> _Given problem_:
Can you recast the lines below as a Markdown table with a "Row" column numbering each one and a "Line" column holding its text, skipping any blank lines?

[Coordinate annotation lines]
==================================================

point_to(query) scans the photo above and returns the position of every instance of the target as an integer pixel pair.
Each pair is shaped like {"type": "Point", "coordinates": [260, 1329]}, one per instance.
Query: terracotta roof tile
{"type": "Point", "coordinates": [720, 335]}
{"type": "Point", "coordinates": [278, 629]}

==================================================

> _Solution for this task_:
| Row | Line |
|---|---|
| 1 | point_to(query) scans the photo above and returns the position of every instance of the target as an integer pixel pair. |
| 2 | Each pair is shaped like {"type": "Point", "coordinates": [260, 1329]}, one per instance. |
| 3 | Query: terracotta roof tile |
| 4 | {"type": "Point", "coordinates": [720, 335]} |
| 5 | {"type": "Point", "coordinates": [278, 629]} |